▶ _Document text_
*****

Kolender endorsed the idea of a special session.

“I have no problem with the City Council getting involved in these kinds of issues,” he said. “I think it’s excellent that we have the opportunity to inform them about what we’re doing and how we’re doing it.”

The council has only to look at Kolender’s Feb. 3 report to its Public Services and Safety committee for a recent update on the city’s drug problem. Felony drug arrests have increased 97% since 1980 as San Diego County became a major port of entry for illegal drugs, as well as a prime production site, Kolender reported. In 1987, the department’s four narcotics units made 3,296 felony drug arrests and 3,217 misdemeanor drug arrests, and closed 129 methamphetamine laboratories, he said.

The No. 1 Issue

The department has 41 officers in a drug detail that walks areas of high drug sales, 22 officers on the county’s narcotics task force, and 22 officers on an undercover narcotics street team, Kolender said.

*****

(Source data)
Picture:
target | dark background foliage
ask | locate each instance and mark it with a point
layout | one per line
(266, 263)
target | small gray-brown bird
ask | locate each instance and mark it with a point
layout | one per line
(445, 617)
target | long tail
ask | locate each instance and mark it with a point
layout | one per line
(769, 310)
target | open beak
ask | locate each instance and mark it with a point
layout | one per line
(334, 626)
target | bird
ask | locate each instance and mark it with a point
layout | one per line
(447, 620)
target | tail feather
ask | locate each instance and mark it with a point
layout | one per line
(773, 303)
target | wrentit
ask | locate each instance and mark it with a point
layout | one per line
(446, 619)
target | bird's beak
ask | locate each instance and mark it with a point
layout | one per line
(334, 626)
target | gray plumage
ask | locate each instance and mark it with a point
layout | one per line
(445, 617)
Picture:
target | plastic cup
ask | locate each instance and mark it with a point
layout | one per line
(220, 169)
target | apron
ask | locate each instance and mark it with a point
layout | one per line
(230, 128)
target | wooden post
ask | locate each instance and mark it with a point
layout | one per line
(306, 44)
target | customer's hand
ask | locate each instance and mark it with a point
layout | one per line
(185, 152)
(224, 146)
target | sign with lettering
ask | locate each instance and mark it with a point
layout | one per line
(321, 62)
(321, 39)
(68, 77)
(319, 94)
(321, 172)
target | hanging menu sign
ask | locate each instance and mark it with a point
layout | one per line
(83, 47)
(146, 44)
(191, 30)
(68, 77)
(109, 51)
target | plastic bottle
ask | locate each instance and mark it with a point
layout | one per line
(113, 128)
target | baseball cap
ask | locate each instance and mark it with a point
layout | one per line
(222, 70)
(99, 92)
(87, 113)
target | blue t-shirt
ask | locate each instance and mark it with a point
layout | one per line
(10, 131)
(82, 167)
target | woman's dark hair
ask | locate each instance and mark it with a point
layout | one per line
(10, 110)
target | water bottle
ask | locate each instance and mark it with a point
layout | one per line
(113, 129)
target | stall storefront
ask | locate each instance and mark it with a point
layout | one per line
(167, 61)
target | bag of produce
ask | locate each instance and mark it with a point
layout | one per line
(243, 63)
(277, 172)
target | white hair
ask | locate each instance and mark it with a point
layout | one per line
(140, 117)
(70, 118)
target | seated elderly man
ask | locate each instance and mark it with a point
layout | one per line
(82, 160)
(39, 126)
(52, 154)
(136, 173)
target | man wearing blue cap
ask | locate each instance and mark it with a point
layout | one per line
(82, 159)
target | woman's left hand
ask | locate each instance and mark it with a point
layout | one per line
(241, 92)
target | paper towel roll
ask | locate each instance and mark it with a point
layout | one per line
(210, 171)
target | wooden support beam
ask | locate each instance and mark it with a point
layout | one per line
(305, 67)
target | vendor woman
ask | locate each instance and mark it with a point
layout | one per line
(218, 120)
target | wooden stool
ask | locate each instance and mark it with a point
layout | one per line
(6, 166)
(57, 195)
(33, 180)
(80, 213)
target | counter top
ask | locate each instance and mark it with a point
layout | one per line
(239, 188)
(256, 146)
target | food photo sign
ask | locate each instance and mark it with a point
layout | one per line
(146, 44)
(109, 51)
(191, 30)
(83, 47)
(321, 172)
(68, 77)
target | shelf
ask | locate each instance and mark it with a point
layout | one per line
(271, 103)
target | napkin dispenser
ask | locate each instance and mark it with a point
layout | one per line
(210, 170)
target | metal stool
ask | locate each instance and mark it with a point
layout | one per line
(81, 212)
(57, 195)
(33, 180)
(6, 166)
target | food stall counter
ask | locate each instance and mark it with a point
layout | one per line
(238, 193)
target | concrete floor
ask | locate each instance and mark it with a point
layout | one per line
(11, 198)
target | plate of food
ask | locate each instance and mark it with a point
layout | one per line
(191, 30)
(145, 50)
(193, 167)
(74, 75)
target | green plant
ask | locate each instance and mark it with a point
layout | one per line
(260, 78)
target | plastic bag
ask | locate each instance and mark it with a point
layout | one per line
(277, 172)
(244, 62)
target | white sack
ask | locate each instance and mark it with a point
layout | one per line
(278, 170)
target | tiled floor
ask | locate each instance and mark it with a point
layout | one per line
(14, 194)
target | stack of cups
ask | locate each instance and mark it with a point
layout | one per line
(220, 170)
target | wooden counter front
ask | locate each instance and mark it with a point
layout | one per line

*****

▶ _Stated task 1_
In three sentences, what does the passage on San Diego's drug problem say?
▶ _Stated task 2_
Could you write down, word for word, the part of the passage on San Diego's drug problem from "The department has" to "team, Kolender said."?

▶ _Correct answer 1_
Kolender endorsed a City Council special session on drug issues, calling it excellent that the department would have the chance to inform the council about what it is doing and how. His Feb. 3 report said felony drug arrests had risen 97% since 1980 as San Diego County became a major port of entry and production site for illegal drugs, and that in 1987 the department's four narcotics units made 3,296 felony and 3,217 misdemeanor drug arrests and closed 129 methamphetamine laboratories. He said the department has 41 officers in a drug detail patrolling high-sales areas, 22 on the county's narcotics task force and 22 on an undercover narcotics street team.

▶ _Correct answer 2_
The department has 41 officers in a drug detail that walks areas of high drug sales, 22 officers on the county’s narcotics task force, and 22 officers on an undercover narcotics street team, Kolender said.